── Выбранный фрагмент

Однако, по мнению М. Байерса, в обозримой перспективе в целях получения более значительных выгод и преимуществ стороны могут полностью или частично отказаться от занима­емых ими сегодня юридических позиций по этому вопросу и сформулировать новые. «Канада, - считает он, - может при­знать приемлемой точку зрения о равноудаленной линии в случае, если. она будет использоваться и при делимитации расширенного континентального шельфа. А США, со своей стороны, продолжая отстаивать концепцию линии равного удаления внутри ИЭЗ, могут заявить, что прохождение грани­цы за ее пределами должно определяться соответствующими геологическими и геоморфологическими характеристиками данного морского района. .. .Такие позиции вряд ли способны сократить предмет спора, но они могут создать пространство для согласованных решений, которое, в отличие от судебного разбирательства или арбитража, позволит сторонам сохра­нить контроль над процессом делимитации».

-      В настоящее время продолжает оставаться актуаль­ным вопрос о российско-американской линии разграни­чения морских пространств и шельфов. Какие Вы видите перспективы в достижении консенсуса между Россией и США?

────
── Перечень записей

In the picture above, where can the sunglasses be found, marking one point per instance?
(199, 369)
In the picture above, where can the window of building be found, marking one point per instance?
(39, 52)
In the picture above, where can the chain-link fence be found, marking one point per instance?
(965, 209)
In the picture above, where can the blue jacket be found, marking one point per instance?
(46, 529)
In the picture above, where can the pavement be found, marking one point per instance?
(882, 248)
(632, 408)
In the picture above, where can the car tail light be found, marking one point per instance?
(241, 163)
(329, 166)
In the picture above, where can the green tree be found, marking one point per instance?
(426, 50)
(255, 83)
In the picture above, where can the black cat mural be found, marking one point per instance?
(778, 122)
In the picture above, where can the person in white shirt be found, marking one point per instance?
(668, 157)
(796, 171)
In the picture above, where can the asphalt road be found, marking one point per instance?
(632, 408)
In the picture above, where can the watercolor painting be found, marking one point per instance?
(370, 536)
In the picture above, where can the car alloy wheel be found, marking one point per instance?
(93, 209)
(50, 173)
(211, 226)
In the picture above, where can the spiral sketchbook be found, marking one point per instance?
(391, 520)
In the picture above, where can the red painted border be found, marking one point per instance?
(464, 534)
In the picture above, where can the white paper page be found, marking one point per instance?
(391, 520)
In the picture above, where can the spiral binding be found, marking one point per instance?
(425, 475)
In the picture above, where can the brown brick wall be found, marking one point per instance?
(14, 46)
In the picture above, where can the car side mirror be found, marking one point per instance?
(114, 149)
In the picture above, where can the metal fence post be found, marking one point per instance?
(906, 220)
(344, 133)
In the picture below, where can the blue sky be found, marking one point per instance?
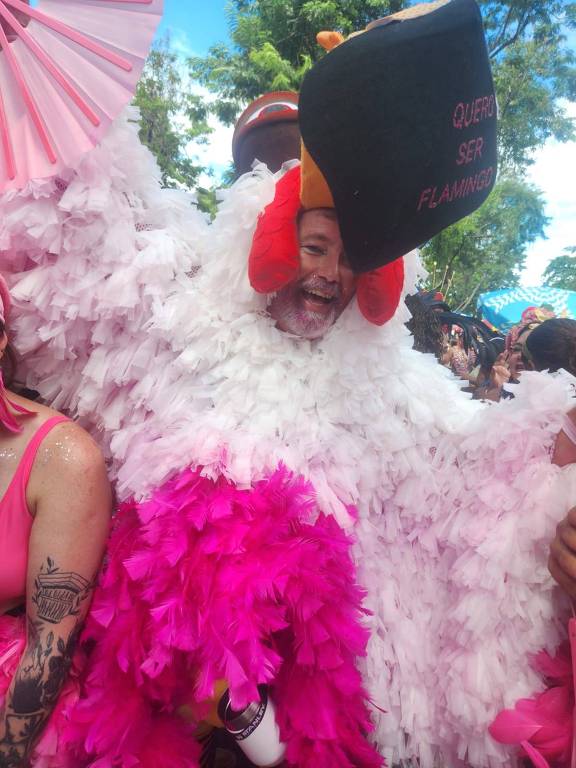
(195, 25)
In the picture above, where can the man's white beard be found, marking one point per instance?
(294, 319)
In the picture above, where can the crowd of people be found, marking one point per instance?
(538, 342)
(324, 553)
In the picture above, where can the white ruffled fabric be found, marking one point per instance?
(137, 317)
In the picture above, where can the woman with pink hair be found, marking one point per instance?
(55, 504)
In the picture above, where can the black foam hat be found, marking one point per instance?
(400, 120)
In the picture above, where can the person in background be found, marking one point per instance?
(267, 131)
(551, 346)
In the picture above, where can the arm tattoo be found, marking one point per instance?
(45, 664)
(57, 595)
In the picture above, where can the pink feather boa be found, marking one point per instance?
(205, 581)
(543, 726)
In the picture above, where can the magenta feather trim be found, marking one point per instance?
(543, 726)
(204, 582)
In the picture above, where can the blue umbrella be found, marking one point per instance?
(504, 308)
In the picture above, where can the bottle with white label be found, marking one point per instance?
(255, 729)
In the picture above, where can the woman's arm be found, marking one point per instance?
(71, 496)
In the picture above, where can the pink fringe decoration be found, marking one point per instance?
(205, 582)
(543, 726)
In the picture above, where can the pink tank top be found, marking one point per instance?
(16, 520)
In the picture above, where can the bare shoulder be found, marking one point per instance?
(70, 471)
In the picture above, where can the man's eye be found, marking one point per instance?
(313, 249)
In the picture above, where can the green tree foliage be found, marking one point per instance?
(273, 45)
(482, 252)
(561, 272)
(172, 116)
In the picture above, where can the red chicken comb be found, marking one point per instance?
(274, 257)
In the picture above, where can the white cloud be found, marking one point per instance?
(216, 153)
(553, 173)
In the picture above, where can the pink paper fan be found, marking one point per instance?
(64, 77)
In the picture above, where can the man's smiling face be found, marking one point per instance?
(325, 285)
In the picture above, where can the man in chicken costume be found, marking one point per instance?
(274, 448)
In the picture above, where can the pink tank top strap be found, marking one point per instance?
(22, 474)
(569, 428)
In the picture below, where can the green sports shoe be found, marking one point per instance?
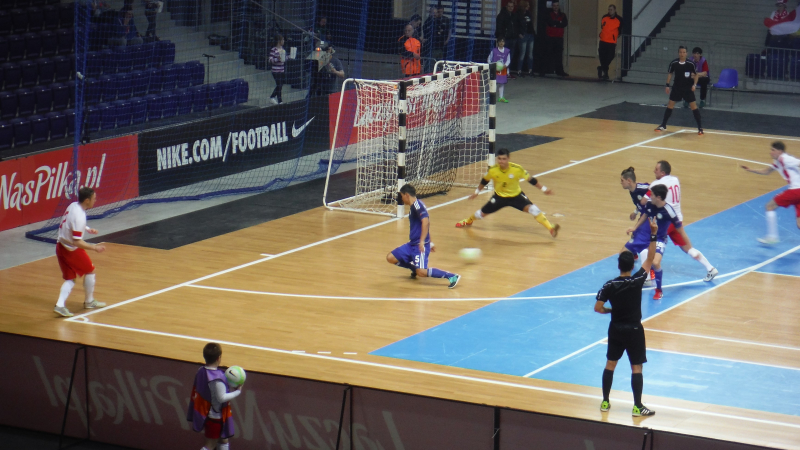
(453, 281)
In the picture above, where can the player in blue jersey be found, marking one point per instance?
(414, 254)
(665, 216)
(640, 239)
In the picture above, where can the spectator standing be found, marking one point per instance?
(506, 26)
(609, 32)
(526, 33)
(277, 60)
(501, 54)
(703, 75)
(409, 48)
(556, 22)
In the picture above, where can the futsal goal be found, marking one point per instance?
(434, 132)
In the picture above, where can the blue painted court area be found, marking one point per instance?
(528, 331)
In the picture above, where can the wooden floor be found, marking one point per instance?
(338, 254)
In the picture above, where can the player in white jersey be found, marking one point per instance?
(789, 168)
(71, 252)
(663, 175)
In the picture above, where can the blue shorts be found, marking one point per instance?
(410, 255)
(640, 241)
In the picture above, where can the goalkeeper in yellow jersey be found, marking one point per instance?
(507, 176)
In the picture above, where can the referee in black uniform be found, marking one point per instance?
(625, 332)
(683, 89)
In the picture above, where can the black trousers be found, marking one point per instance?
(606, 51)
(555, 55)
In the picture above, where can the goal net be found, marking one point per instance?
(431, 132)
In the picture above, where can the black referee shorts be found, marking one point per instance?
(497, 203)
(677, 95)
(628, 338)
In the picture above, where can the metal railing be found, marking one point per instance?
(644, 59)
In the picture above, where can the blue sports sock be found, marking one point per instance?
(436, 273)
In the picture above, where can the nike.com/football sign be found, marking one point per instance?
(230, 144)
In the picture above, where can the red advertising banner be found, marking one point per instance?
(41, 186)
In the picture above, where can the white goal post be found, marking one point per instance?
(435, 132)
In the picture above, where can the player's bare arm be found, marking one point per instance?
(766, 171)
(543, 188)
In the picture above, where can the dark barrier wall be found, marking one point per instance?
(141, 401)
(220, 146)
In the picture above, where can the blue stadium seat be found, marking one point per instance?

────

Задания упражнения:
1 - Ответьте по фрагменту на вопросы:
(a) Чьё мнение о возможном отказе сторон от нынешних юридических позиций приводится во фрагменте?
(b) При каком условии Канада, согласно этому мнению, может признать приемлемой точку зрения о равноудаленной линии?
(c) Вопрос о какой линии разграничения назван актуальным в конце фрагмента?
2 - Определите в записях все строки, где встречается строка «metal», и перепишите каждую из них.
Записи никак не связаны с фрагментом.

Ответы к заданиям:
1 -
(a) М. Байерса.
(b) Если эта линия будет использоваться и при делимитации расширенного континентального шельфа.
(c) О российско-американской линии разграничения морских пространств и шельфов.

2 -
In the picture above, where can the metal fence post be found, marking one point per instance?
In the picture above, where can the metal railing be found, marking one point per instance?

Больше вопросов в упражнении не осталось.